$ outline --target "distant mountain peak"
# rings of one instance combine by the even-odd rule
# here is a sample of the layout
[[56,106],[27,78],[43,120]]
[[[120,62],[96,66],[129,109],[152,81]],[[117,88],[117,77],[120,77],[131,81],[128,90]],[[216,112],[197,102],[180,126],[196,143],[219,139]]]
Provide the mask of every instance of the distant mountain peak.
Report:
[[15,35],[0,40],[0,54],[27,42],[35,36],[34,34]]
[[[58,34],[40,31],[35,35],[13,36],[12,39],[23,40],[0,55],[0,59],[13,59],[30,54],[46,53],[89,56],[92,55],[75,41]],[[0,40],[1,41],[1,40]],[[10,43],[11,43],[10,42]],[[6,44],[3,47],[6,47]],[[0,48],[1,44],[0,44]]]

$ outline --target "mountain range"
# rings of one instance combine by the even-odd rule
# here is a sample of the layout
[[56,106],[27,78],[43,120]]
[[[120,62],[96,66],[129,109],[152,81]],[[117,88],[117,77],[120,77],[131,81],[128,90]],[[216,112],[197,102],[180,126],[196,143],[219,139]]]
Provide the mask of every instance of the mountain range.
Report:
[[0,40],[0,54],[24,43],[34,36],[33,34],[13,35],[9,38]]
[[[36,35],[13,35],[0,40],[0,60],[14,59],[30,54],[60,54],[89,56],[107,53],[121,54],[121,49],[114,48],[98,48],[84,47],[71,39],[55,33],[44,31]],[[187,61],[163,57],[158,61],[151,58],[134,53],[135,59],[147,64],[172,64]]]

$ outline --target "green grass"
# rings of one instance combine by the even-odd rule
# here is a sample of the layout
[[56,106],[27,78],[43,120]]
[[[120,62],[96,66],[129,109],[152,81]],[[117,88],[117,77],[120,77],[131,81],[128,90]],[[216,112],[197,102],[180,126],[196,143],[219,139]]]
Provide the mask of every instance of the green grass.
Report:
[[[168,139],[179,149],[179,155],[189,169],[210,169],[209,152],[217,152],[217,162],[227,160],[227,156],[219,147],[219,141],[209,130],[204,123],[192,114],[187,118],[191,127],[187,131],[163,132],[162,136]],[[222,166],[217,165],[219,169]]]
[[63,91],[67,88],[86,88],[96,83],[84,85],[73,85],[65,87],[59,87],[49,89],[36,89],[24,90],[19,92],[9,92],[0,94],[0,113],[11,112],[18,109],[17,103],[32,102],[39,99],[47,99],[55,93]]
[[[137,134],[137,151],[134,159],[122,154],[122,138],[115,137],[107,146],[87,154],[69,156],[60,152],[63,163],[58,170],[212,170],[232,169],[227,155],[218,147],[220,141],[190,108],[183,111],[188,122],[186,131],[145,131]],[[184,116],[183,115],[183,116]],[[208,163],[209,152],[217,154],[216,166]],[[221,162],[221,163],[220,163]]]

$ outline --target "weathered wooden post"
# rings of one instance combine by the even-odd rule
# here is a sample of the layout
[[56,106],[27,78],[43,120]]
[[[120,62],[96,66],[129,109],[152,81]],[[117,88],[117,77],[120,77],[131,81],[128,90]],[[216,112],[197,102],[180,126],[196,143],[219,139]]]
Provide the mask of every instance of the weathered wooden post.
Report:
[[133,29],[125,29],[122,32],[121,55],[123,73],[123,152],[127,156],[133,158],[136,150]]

* * *

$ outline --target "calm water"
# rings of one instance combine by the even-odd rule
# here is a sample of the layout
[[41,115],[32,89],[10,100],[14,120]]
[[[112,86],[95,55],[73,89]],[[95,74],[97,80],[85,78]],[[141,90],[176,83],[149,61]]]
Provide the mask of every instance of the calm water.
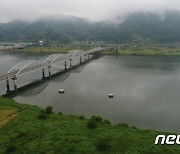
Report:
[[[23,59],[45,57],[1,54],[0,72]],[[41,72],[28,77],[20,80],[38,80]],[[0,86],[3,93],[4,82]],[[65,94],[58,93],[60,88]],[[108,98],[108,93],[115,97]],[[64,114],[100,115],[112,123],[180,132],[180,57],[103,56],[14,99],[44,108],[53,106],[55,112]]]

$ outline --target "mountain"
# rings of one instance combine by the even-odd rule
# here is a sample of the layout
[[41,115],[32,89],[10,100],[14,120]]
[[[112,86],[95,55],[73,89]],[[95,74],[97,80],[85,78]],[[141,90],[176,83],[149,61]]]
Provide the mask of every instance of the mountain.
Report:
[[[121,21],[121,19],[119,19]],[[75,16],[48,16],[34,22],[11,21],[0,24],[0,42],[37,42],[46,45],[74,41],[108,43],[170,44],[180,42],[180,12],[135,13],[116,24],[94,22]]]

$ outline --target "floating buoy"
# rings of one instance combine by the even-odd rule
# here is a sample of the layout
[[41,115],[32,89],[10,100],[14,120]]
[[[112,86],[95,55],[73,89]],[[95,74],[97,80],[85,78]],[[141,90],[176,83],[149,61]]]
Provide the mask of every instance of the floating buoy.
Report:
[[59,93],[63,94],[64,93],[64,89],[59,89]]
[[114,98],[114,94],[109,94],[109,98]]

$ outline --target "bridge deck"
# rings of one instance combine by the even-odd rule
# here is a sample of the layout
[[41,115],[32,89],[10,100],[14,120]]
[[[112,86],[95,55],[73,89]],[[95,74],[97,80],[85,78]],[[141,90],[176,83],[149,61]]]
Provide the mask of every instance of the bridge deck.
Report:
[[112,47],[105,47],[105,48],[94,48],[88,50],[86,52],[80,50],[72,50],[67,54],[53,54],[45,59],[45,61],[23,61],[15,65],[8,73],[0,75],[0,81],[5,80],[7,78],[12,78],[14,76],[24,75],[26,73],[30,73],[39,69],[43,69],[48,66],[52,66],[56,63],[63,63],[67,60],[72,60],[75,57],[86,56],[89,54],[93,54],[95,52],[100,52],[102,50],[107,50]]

_Instruction:_ Gather every line of the listing above that contains the word "water", and copy each of those lines in full.

_Response:_
$ outline --target "calm water"
Provide the mask of every instance of the calm water.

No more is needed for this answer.